▶ [TEXT]
Der Vertreter der FDP blieb in keiner Weise in nennenswerter Erinnerung, selbst seinen Namen musste ich heute wieder nachschlagen.

Mignon Schwenke stellte wiederum in einer kaum beachteten Bemerkung unter Beweis, dass es nicht reicht, bestimmte Begriffe zu lernen, ohne verstanden zu haben, was dahintersteckt. Denn wer behauptet, nach der Abschaffung der Hauptschule gebe es nach wie vor „den Hauptschüler“ (in der Veranstaltung wurde auch noch unerfreulich nachlässig gegendert), übersieht, dass es nicht nur um Institutionen gehen darf, sondern darum, das Schubladendenken im Bildungswesen aus den Köpfen zu bekommen. Ulrike zählte demgegenüber die Vorteile der „Schule für alle“ auf: Schüler_innen, die nicht nur funktionieren müssen, die auch voneinander lernen, wobei jede_r etwas kann.

Nett ja auch die Worte der Linke-Politikerin, sie wolle „humanistisch gebildete“ Menschen. Was hat denn ihre Partei denn von 1998 bis 2005 für die humanistischen Fächer Latein und Altgriechisch getan?

Da kennt sich Kollege Brodkorb möglicherweise besser aus und stieg zum „Beweis“ auch gleich mit Aristoteles ein. Üblicherweise zeichnete sich der SPD-Vertreter in seinen Wortbeiträgen ja durch ein beeindruckende Heißluftproduktion aus. Auch als Vertreter einer langjährigen Regierungspartei wie Oppositionsmenschen zu reden, versuchen die Sozialdemokraten immer wieder. Daher nochmal der Hinweis, dass die falschen Weichenstellungen in der der Bildungspolitik auf Entscheidungen zurückgehen, die die SPD mitgetragen hat. Der organisierte Lehrer_innenmangel durch die Schrumpfung der Greifswalder Geisteswissenschaften ist Brodkorbs höchstpersönliches Werk. Insoweit war es geradezu dreist, in Greifswald mit Aristoteles einzusteigen, nachdem man selbst zuvor dafür gesorgt hat, dass niemand mehr bei uns die Sprache, in der Aristoteles schrieb, studieren kann.

Neben solchen offensichtlichen Fällen der Selbstentlarvung fielen wie immer in schulpolitischen Debatten die ständigen Verweise auf das finnische Bildungssystem auf. Es ist ja auch schön, wenn mensch sich immer genau das herausgreifen kann, was gerade passt. Wer neunte Klassen vergleicht und feststellt, dass da die Finnen gar nicht mehr Geld ausgeben als wir, darf nicht gleichzeitig verschweigen, dass im Primarbereich die Unterschiede erheblich sind, wie Ulrike richtigerweise einwarf.

▶ [GEZEIGTES MATERIAL]

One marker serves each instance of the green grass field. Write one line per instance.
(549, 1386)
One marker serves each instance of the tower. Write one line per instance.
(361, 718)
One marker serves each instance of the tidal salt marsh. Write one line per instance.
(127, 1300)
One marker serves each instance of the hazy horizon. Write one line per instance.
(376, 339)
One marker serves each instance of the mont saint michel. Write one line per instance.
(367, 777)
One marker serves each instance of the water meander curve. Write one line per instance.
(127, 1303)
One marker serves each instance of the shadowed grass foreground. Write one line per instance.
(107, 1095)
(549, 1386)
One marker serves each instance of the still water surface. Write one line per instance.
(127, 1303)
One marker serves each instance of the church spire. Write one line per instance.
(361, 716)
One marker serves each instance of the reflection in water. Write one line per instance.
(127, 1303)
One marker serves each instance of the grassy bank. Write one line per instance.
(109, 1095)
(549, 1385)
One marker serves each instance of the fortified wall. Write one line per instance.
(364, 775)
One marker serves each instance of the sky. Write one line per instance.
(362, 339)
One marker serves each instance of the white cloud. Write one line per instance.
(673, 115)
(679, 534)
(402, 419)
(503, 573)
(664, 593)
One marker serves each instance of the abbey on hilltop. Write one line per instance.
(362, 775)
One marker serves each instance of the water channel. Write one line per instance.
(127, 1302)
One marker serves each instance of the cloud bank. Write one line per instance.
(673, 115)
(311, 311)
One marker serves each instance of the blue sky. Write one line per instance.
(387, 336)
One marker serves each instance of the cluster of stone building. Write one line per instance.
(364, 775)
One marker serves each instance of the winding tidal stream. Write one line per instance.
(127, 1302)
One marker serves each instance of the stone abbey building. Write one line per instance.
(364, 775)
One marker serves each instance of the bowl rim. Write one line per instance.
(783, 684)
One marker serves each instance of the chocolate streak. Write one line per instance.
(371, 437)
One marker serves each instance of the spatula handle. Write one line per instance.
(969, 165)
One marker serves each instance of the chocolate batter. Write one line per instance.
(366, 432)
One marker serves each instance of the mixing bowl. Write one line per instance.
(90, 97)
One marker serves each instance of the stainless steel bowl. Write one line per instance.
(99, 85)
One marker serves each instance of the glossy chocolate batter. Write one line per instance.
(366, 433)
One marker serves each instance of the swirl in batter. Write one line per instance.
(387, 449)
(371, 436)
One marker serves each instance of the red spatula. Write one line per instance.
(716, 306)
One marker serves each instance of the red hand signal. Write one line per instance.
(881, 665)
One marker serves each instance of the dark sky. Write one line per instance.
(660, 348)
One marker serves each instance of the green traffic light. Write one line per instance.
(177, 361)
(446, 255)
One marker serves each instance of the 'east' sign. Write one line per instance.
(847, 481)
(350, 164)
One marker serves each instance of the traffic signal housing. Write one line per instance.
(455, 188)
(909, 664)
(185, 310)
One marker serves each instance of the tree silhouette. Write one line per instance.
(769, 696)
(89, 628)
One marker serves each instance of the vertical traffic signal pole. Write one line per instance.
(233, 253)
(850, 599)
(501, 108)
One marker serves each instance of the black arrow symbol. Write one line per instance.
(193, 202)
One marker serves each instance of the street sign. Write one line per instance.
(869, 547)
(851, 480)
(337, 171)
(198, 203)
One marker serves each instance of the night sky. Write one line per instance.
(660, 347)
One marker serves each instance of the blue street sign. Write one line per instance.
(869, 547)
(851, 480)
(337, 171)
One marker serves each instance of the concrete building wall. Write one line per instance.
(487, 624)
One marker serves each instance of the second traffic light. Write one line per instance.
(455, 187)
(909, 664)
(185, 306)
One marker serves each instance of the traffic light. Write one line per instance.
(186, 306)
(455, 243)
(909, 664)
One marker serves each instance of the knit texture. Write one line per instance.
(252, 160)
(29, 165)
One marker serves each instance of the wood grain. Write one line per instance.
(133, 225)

▶ [KURZE AUFGABE] Schreiben Sie aus dem Text über die Bildungsdebatte den Abschnitt von „Da kennt sich“ bis „schrieb, studieren kann.“ wortgetreu ab.

▶ [DIE LÖSUNG]
Da kennt sich Kollege Brodkorb möglicherweise besser aus und stieg zum „Beweis“ auch gleich mit Aristoteles ein. Üblicherweise zeichnete sich der SPD-Vertreter in seinen Wortbeiträgen ja durch ein beeindruckende Heißluftproduktion aus. Auch als Vertreter einer langjährigen Regierungspartei wie Oppositionsmenschen zu reden, versuchen die Sozialdemokraten immer wieder. Daher nochmal der Hinweis, dass die falschen Weichenstellungen in der der Bildungspolitik auf Entscheidungen zurückgehen, die die SPD mitgetragen hat. Der organisierte Lehrer_innenmangel durch die Schrumpfung der Greifswalder Geisteswissenschaften ist Brodkorbs höchstpersönliches Werk. Insoweit war es geradezu dreist, in Greifswald mit Aristoteles einzusteigen, nachdem man selbst zuvor dafür gesorgt hat, dass niemand mehr bei uns die Sprache, in der Aristoteles schrieb, studieren kann.